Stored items
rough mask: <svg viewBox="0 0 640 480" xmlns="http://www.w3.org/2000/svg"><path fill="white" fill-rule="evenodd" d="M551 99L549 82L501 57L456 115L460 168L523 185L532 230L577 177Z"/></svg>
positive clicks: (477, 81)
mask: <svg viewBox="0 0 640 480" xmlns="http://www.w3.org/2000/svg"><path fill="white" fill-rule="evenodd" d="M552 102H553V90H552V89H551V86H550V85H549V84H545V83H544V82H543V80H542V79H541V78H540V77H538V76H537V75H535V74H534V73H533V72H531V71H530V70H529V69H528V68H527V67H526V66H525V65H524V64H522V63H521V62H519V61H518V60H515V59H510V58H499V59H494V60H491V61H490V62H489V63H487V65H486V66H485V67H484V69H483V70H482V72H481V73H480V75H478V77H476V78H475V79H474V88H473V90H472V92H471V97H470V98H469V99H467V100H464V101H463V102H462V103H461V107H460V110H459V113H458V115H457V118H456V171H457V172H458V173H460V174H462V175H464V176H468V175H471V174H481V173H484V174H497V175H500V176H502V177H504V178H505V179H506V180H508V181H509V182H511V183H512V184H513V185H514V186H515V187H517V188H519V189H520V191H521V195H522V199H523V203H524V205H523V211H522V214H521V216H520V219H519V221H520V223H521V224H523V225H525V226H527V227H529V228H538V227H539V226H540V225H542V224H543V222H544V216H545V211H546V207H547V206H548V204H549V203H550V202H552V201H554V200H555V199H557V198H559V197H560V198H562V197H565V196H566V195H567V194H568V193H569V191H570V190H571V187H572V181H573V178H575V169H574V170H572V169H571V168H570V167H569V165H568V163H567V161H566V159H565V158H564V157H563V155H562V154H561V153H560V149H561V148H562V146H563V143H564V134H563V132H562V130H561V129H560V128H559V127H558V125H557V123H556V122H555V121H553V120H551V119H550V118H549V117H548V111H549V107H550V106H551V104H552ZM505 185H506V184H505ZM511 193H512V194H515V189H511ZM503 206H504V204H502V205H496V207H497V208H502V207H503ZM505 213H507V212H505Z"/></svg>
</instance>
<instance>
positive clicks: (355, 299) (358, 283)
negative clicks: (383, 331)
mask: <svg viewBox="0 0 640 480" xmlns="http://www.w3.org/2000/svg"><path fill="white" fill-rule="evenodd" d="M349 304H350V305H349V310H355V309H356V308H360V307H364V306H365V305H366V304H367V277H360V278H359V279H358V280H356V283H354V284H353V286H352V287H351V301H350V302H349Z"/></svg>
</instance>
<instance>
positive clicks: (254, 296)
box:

**What this task involves**
All of the data above needs to be given again exactly.

**Solution for this task**
rough mask: <svg viewBox="0 0 640 480" xmlns="http://www.w3.org/2000/svg"><path fill="white" fill-rule="evenodd" d="M551 99L549 82L501 57L456 115L460 168L523 185L532 230L577 177Z"/></svg>
positive clicks: (477, 81)
mask: <svg viewBox="0 0 640 480" xmlns="http://www.w3.org/2000/svg"><path fill="white" fill-rule="evenodd" d="M552 102H553V90H552V89H551V86H550V85H549V84H545V83H544V82H543V80H542V79H541V78H540V77H538V76H537V75H535V74H534V73H533V72H531V71H530V70H529V69H528V68H527V67H526V66H525V65H524V64H522V63H521V62H519V61H518V60H515V59H510V58H499V59H494V60H491V61H490V62H489V63H487V65H486V66H485V67H484V69H483V70H482V72H481V73H480V75H478V77H476V78H475V79H474V88H473V90H472V92H471V97H470V98H469V99H467V100H464V101H463V102H462V103H461V107H460V110H459V113H458V115H457V118H456V171H457V172H458V173H460V174H462V175H464V176H468V175H471V174H481V173H484V174H497V175H500V176H502V177H504V178H505V179H506V180H508V181H509V182H511V183H512V184H513V185H514V186H515V187H517V188H519V189H520V191H521V195H522V199H523V203H524V205H523V211H522V214H521V216H520V219H519V221H520V223H521V224H523V225H525V226H527V227H529V228H538V227H539V226H540V225H542V224H543V222H544V216H545V211H546V207H547V206H548V204H549V203H550V202H552V201H554V200H555V199H557V198H559V197H560V198H562V197H565V196H566V195H567V194H568V193H569V191H570V190H571V187H572V181H573V178H575V169H574V170H572V169H571V168H570V167H569V165H568V163H567V161H566V159H565V158H564V157H563V155H562V154H561V153H560V149H561V148H562V146H563V143H564V134H563V132H562V130H561V129H560V128H559V127H558V125H557V123H556V122H555V121H553V120H551V119H550V118H549V117H548V111H549V107H550V106H551V104H552ZM505 185H506V184H505ZM511 193H512V194H515V189H511ZM503 206H504V204H502V205H496V207H497V208H502V207H503ZM505 213H507V212H505Z"/></svg>
</instance>
<instance>
positive clicks: (355, 299) (358, 283)
negative clicks: (383, 331)
mask: <svg viewBox="0 0 640 480" xmlns="http://www.w3.org/2000/svg"><path fill="white" fill-rule="evenodd" d="M349 304H350V305H349V310H355V309H356V308H360V307H364V306H365V305H366V304H367V277H360V278H359V279H358V280H356V283H354V284H353V286H352V287H351V301H350V302H349Z"/></svg>
</instance>
<instance>
positive clicks: (254, 296)
box:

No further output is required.